===== Working data =====

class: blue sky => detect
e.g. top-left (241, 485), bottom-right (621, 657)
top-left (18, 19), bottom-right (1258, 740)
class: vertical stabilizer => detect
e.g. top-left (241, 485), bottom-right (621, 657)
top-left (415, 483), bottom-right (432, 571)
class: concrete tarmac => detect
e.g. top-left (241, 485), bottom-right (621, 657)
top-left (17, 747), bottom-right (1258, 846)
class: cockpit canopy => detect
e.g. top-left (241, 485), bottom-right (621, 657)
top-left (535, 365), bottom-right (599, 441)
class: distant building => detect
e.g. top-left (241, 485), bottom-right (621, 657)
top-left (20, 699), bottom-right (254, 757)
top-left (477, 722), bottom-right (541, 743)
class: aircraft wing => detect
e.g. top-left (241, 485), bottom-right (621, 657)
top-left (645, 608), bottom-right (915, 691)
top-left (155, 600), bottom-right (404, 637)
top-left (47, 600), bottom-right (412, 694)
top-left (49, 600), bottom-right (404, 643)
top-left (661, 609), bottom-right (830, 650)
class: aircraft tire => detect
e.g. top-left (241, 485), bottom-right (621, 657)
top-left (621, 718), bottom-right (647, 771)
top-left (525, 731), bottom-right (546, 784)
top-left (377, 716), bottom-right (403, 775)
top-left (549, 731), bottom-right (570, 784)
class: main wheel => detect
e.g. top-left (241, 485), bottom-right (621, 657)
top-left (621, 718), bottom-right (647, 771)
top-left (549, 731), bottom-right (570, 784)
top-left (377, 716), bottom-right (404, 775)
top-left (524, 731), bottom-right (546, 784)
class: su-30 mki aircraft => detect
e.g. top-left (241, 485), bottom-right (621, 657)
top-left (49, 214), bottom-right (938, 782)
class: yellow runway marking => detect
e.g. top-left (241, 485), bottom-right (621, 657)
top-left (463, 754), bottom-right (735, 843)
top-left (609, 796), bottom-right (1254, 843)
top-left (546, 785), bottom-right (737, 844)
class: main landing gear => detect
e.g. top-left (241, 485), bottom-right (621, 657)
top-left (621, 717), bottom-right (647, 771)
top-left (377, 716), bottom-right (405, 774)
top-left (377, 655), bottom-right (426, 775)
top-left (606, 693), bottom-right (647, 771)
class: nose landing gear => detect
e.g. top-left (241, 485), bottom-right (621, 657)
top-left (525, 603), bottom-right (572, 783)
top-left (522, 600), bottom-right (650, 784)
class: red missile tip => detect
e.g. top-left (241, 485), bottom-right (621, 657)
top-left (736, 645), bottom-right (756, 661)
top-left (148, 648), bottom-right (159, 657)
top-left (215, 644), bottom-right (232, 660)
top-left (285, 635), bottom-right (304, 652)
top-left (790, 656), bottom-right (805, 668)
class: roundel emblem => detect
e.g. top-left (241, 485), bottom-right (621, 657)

=====

### Instructions to follow
The answer must be every line from the records above that contains "main".

### The completed task
class: main wheel => detect
class: main landing gear => detect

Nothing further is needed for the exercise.